++++ Provided text ++++

I think MTD is going to send a Tornado through the business community. Jennifer has written a great article and Tornado has summarised the situation very well.

I can't think of a single one of my clients who will want to do the quarterly updates.

I am writing this as someone who has 50 clients or so, that are all limited companies, and all use Liberty Accounts right now. We upload bank transactions each month and hassle the clients to enter expenses quarterly in time for their VAT returns. We do, in the main, achieve this each quarter in time for the VAT deadline, but usually only with a day or two to spare.

What MTD requires is for the information we collect personally for 80 clients in self assessment to be updated by the same VAT deadline, assuming the VAT quarters are alined with the tax year (most are but several are not). We have about 10 self assessment only clients, the rest are the directors from the 50 limited companies.

++++

* **Short problem A**:
Copy out every line of the entries, starting with the line that contains "of the tree" and going on through the end of the entries. In the results, multiply each x and y coordinate by 0.35 and round to a whole number, with halves rounding up.

++++ Provided entries ++++

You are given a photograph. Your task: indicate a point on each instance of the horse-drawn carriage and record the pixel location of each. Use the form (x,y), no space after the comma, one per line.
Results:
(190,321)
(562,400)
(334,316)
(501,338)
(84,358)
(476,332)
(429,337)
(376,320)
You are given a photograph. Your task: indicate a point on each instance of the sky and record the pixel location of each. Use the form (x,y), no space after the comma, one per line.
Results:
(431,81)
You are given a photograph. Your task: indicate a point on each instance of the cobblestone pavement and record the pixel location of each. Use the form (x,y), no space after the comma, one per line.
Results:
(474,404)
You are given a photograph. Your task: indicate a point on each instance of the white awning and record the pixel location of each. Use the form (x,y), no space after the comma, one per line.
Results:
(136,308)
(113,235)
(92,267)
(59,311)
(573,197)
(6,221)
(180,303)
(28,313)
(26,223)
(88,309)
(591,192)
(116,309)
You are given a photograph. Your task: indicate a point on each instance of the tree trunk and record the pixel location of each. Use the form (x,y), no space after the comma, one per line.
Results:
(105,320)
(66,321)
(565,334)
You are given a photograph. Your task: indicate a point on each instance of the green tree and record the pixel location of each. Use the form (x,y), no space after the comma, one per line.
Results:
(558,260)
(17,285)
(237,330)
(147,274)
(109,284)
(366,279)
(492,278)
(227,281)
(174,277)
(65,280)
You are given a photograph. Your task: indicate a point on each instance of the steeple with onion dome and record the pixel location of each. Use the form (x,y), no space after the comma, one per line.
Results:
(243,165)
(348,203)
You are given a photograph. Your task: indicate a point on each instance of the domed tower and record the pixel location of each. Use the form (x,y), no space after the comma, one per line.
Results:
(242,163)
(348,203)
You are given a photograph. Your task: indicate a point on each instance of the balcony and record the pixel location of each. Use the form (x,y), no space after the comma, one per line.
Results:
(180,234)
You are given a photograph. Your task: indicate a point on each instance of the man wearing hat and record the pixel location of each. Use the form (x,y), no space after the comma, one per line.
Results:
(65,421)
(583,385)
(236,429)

++++

* **Short problem B**:
According to the text on MTD, what software do the writer's limited company clients all use right now?

* **Task solution A**:
You are given a photograph. Your task: indicate a point on each instance of the tree trunk and record the pixel location of each. Use the form (x,y), no space after the comma, one per line.
Results:
(37,112)
(23,112)
(198,117)
You are given a photograph. Your task: indicate a point on each instance of the green tree and record the pixel location of each. Use the form (x,y), no space after the comma, one per line.
Results:
(195,91)
(6,100)
(83,116)
(51,96)
(38,99)
(128,98)
(172,97)
(79,98)
(61,97)
(23,98)
You are given a photograph. Your task: indicate a point on each instance of the steeple with onion dome and record the pixel location of each. Use the form (x,y), no space after the comma, one per line.
Results:
(85,58)
(122,71)
You are given a photograph. Your task: indicate a point on each instance of the domed tower and record the pixel location of each. Use the form (x,y), no space after the comma, one per line.
Results:
(85,57)
(122,71)
You are given a photograph. Your task: indicate a point on each instance of the balcony and record the pixel location of each. Use the form (x,y), no space after the comma, one per line.
Results:
(63,82)
You are given a photograph. Your task: indicate a point on each instance of the man wearing hat and record the pixel location of each. Use the form (x,y), no space after the comma, one per line.
Results:
(23,147)
(204,135)
(83,150)

* **Task solution B**:
Liberty Accounts